** Data to use **
============
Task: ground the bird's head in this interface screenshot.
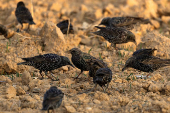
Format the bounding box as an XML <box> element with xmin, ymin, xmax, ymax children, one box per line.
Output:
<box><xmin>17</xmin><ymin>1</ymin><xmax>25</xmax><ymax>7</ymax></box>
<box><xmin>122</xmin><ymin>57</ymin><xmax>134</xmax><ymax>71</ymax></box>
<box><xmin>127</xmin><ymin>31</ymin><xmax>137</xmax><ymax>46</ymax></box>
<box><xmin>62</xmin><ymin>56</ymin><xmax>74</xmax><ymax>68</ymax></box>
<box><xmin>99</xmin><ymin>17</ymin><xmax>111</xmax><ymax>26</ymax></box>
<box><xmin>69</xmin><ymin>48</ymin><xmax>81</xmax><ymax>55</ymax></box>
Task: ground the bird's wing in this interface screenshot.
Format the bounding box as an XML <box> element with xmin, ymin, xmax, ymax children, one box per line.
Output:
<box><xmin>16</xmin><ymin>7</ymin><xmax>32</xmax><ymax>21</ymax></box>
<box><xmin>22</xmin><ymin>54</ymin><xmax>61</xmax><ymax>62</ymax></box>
============
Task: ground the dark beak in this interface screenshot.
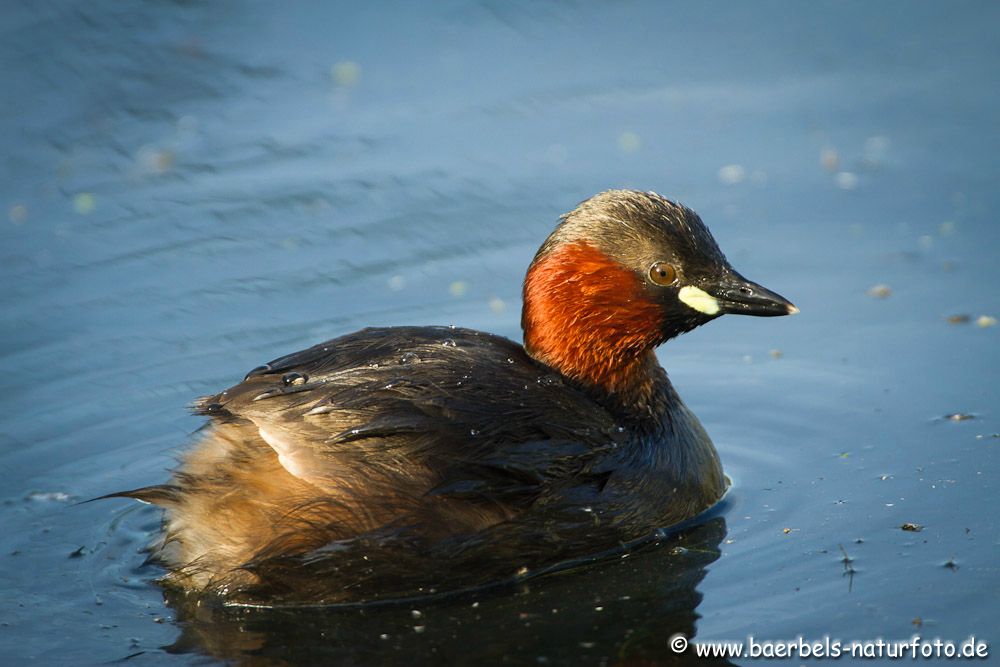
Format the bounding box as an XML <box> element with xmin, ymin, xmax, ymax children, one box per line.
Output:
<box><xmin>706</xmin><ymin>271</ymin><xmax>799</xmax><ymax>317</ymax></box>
============
** Given task **
Copy out every line from the items above that contains the string "this". Uppercase and lowercase count as different.

** Reply **
Task: ground the bird's head in this interface screenshot.
Task: ground the bird's wing in this interface screenshot.
Task: ground the dark beak in this interface screenshot.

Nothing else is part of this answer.